(Given information)
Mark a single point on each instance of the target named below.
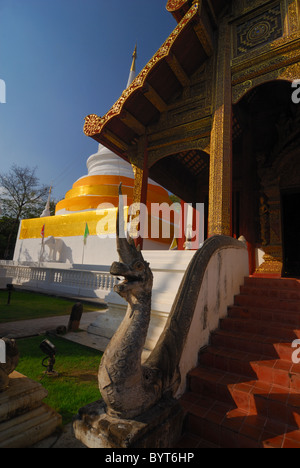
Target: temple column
(220, 182)
(139, 218)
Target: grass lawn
(30, 305)
(77, 382)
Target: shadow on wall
(58, 250)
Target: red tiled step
(267, 302)
(276, 316)
(226, 426)
(266, 283)
(273, 371)
(261, 327)
(283, 294)
(248, 395)
(253, 343)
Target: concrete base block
(24, 418)
(160, 427)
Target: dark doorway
(291, 233)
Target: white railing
(58, 280)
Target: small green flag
(86, 232)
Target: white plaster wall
(224, 276)
(96, 251)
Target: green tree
(21, 197)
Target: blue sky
(62, 60)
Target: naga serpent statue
(12, 359)
(128, 386)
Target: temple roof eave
(141, 104)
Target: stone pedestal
(24, 418)
(160, 427)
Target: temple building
(211, 117)
(83, 229)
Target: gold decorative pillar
(220, 182)
(138, 223)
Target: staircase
(246, 391)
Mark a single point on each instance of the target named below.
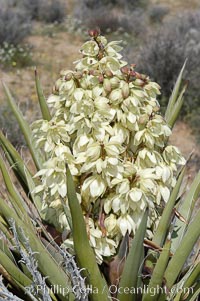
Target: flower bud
(114, 82)
(78, 75)
(107, 85)
(125, 90)
(101, 78)
(108, 73)
(94, 33)
(68, 76)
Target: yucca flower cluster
(107, 128)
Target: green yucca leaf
(15, 273)
(4, 229)
(18, 202)
(193, 296)
(4, 248)
(42, 101)
(183, 251)
(46, 264)
(129, 278)
(158, 273)
(174, 95)
(193, 277)
(177, 107)
(84, 252)
(24, 128)
(163, 226)
(35, 198)
(185, 210)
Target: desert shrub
(44, 10)
(10, 126)
(167, 49)
(103, 14)
(158, 12)
(14, 26)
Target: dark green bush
(14, 26)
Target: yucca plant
(106, 216)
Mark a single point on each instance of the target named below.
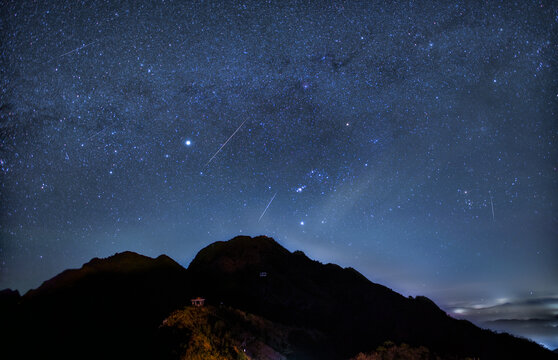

(What you need to do) Please set down each entry word for word, without its images.

(Your response)
Mark a single point on each instance of the target named below.
Target: temple column
(220, 182)
(139, 218)
Target: grass lawn
(30, 305)
(77, 382)
Target: shadow on wall
(58, 250)
Target: red tiled step
(267, 302)
(276, 316)
(226, 426)
(266, 283)
(273, 371)
(261, 327)
(283, 294)
(248, 395)
(253, 343)
Target: concrete base block
(24, 418)
(160, 427)
Target: dark doorway
(291, 233)
Target: white railing
(58, 280)
Target: small green flag
(86, 232)
Target: white plaster wall
(224, 276)
(96, 251)
Target: green tree
(21, 197)
Target: blue sky
(62, 60)
Target: naga serpent statue
(12, 359)
(128, 386)
Target: temple roof eave
(141, 104)
Target: stone pedestal
(24, 418)
(160, 427)
Target: temple building
(211, 117)
(83, 229)
Target: gold decorative pillar
(220, 182)
(138, 223)
Target: staircase
(246, 391)
Mark a single point on each instance of the target named below.
Target: flower bud
(114, 82)
(78, 75)
(107, 85)
(125, 90)
(101, 78)
(108, 73)
(94, 33)
(68, 76)
Target: yucca flower cluster
(107, 128)
Target: green yucca leaf
(15, 273)
(4, 229)
(18, 202)
(193, 296)
(4, 248)
(42, 101)
(183, 251)
(46, 264)
(129, 278)
(158, 273)
(174, 95)
(193, 277)
(177, 107)
(84, 252)
(24, 128)
(163, 226)
(35, 198)
(185, 210)
Target: desert shrub
(44, 10)
(10, 126)
(167, 49)
(103, 14)
(158, 12)
(14, 26)
Target: dark green bush
(14, 26)
Target: yucca plant
(106, 216)
Mark a single point on each instance of the target named below.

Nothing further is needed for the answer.